##### Excerpted passage #####
This may be the core of the problem. ompi-ps and other command line tools 
(e.g., ompi-checkpoint) look for the Open MPI session directory in /tmp in 
order to find the connection information to connect to the mpirun process 
(internally called the HNP or Head Node Process).

Can you change the location of the temporary directory in SGE? The temporary 
directory is usually set via an environment variable (e.g., TMPDIR, or TMP). So 
removing the environment variable or setting it to /tmp might help.


> but if I do ompi-ps -j MPIRUN_PID, it seems hanged and I interrupt it. Does 
> it take long time?

It should not take a long time. It is just querying the mpirun process for 
state information.

> what means the option -j of ompi-ps command? isn't it related to a batch 
> system(like sge, condor...), is it?
##### Supplied data #####
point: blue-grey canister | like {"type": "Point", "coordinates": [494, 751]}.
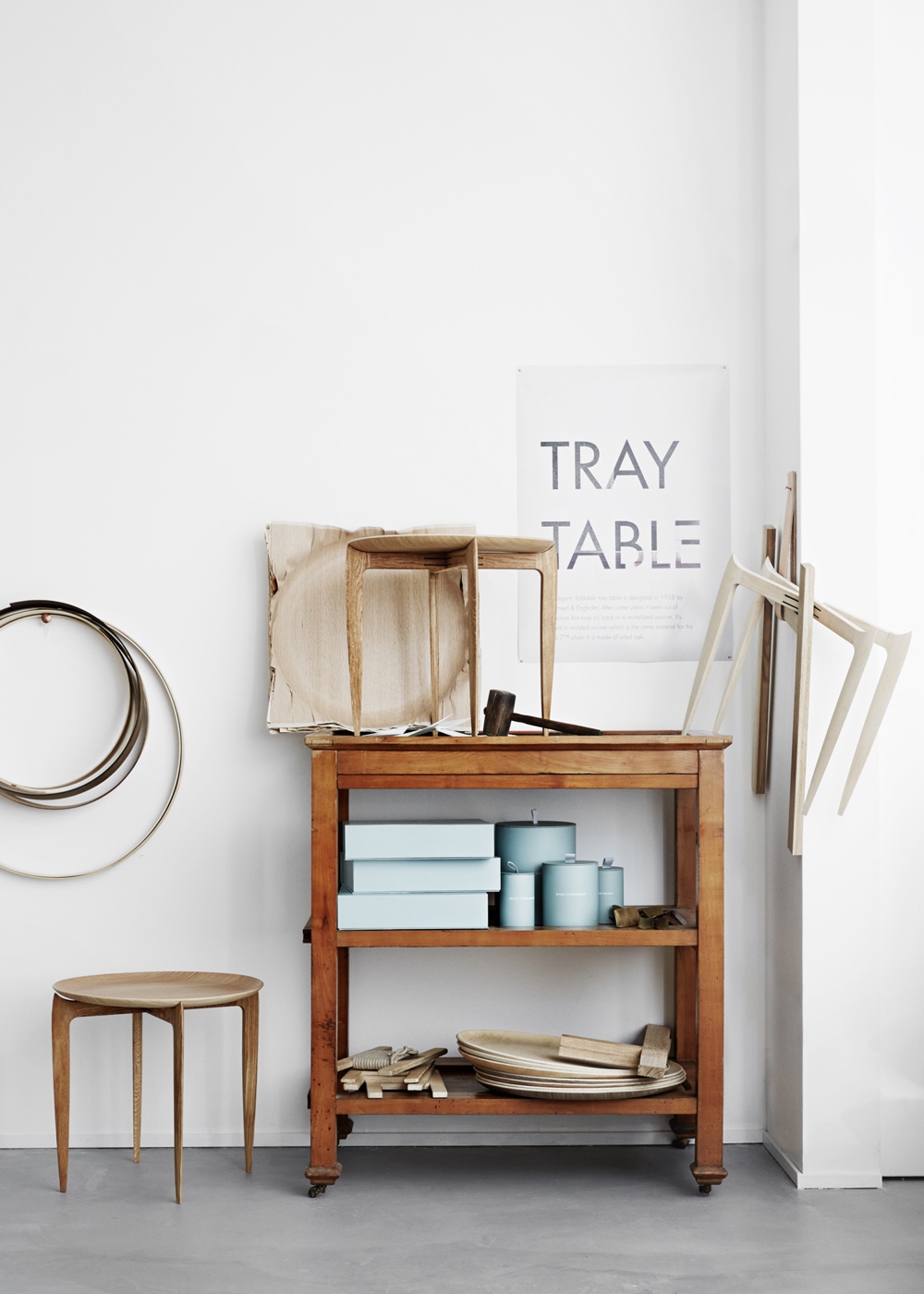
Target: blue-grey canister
#####
* Problem requirements: Carry on the ompi-ps forum reply from the point where it stops. The lines are separate material and have no connection to the ompi-ps forum reply.

* Reply:
The '-j' option allows the user to specify the Open MPI jobid. This is 
completely different than the jobid provided by the batch system. In general, 
users should not need to specify the -j option. It is useful when you have 
multiple Open MPI jobs, and want a summary of just one of them.

> 
> Thanks for the ticket. I will follow it.
> 
> Talking with Alan, I realized that there are few transport protocols that are 
> supported. And maybe it is the problem. Currently, SGE is using qrsh to 
> expand mpi process. I can change this protocol and use ssh. So, I'm going to 
> test it this afternoon and I will comment to you the results.

Try 'ssh' and see if that helps. I suspect the problem is with the session 
directory location though.

> 
> Regards,
> Sergio
> 
> 
> Josh Hursey escribió:
>> 
>> On Oct 28, 2009, at 7:41 AM, Sergio Díaz wrote: 
>> 
>>> Hello, 
>>> 
>>> I have achieved the checkpoint of an easy program without SGE. Now, I'm 
>>> trying to do the integration openmpi+sge but I have some problems... When I 
>>> try to do checkpoint of the mpirun PID, I got an error similar to the error 
>>> gotten when the PID doesn't exit. The example below. 
>> 
>> I do not have any experience with the SGE environment, so I suspect that 
>> there may something 'special' about the environment that is tripping up the 
>> ompi-checkpoint tool. 
>> 
>> First of all, what version of Open MPI are you using?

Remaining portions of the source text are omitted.